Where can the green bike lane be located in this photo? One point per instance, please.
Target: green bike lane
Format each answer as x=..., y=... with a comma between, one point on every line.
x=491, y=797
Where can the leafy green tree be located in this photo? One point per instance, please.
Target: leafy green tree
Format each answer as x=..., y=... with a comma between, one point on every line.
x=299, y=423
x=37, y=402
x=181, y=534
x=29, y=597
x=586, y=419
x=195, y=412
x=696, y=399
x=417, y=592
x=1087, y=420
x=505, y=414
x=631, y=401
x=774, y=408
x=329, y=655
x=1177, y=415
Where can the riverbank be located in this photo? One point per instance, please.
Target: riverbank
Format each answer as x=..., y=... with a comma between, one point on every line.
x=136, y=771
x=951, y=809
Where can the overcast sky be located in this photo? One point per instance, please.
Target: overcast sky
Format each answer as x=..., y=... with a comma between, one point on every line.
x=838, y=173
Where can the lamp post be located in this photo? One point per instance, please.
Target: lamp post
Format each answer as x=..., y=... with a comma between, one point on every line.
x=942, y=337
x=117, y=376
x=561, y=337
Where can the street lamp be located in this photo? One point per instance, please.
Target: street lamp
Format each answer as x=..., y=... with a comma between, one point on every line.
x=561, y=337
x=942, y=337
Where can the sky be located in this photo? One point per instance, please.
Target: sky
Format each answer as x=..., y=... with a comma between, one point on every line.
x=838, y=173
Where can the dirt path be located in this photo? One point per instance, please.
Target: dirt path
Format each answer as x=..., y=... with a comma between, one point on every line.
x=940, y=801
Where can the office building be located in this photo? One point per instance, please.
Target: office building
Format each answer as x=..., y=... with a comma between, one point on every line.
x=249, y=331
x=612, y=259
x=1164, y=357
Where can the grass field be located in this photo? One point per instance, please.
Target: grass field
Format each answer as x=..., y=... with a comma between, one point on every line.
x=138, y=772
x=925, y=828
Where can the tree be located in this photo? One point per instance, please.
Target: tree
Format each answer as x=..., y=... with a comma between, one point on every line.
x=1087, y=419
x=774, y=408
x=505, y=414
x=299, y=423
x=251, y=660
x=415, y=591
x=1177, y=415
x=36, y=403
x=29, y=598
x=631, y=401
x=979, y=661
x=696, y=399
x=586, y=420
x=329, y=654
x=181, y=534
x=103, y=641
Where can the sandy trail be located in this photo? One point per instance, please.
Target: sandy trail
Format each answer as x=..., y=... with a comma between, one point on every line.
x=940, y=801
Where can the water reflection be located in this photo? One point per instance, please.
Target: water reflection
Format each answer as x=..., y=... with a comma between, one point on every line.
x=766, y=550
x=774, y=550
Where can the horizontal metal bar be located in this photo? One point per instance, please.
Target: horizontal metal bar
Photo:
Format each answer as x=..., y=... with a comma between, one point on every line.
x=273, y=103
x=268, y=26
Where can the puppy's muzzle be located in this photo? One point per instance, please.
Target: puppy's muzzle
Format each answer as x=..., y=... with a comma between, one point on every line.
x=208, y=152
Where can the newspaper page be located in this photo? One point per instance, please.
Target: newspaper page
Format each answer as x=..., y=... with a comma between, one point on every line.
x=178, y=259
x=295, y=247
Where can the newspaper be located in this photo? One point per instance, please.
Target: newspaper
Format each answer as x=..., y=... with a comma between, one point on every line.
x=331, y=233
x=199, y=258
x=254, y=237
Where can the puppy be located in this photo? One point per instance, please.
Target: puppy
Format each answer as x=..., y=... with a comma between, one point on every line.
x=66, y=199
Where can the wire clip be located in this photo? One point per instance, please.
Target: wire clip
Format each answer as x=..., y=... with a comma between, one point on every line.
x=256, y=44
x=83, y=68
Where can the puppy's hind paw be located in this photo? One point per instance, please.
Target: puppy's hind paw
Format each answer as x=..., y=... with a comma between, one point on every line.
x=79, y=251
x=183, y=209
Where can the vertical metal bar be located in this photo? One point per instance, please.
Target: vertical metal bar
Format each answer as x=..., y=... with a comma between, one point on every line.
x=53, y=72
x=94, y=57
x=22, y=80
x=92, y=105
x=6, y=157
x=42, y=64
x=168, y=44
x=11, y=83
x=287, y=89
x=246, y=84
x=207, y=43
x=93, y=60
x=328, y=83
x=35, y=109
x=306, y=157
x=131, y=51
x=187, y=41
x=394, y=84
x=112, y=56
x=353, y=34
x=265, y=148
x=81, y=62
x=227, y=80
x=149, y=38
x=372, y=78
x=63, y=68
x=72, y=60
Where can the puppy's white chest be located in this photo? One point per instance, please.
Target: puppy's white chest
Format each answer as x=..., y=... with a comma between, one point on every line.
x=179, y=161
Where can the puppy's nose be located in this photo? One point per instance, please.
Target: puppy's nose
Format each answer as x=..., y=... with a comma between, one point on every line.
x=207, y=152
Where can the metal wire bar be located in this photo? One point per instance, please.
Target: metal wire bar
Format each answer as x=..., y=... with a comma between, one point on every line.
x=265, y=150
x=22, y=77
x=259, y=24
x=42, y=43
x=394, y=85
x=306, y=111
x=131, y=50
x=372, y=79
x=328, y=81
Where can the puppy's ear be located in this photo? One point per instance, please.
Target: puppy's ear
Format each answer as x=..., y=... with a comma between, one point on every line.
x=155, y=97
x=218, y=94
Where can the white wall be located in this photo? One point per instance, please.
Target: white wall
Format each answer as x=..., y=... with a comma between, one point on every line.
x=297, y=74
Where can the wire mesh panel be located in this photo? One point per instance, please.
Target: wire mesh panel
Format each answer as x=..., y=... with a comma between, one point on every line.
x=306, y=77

* * *

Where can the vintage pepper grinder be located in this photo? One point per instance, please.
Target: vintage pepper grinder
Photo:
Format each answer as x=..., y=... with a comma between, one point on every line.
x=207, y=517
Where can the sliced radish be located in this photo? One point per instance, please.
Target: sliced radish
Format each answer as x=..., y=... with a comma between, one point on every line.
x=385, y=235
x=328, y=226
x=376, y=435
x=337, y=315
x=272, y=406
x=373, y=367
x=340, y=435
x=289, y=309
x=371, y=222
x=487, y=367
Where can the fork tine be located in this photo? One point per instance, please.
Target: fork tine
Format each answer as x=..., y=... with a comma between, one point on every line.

[Directions] Rewrite the entries above that start with the line containing "Where can the puppy's ear" and end with the line containing "x=218, y=94", switching "puppy's ear" to "puppy's nose" and leaving everything else unchanged.

[Solution below]
Where can the puppy's nose be located in this photo? One point per instance, please.
Target: puppy's nose
Format each answer as x=..., y=... with a comma between, one point on every line.
x=155, y=97
x=218, y=94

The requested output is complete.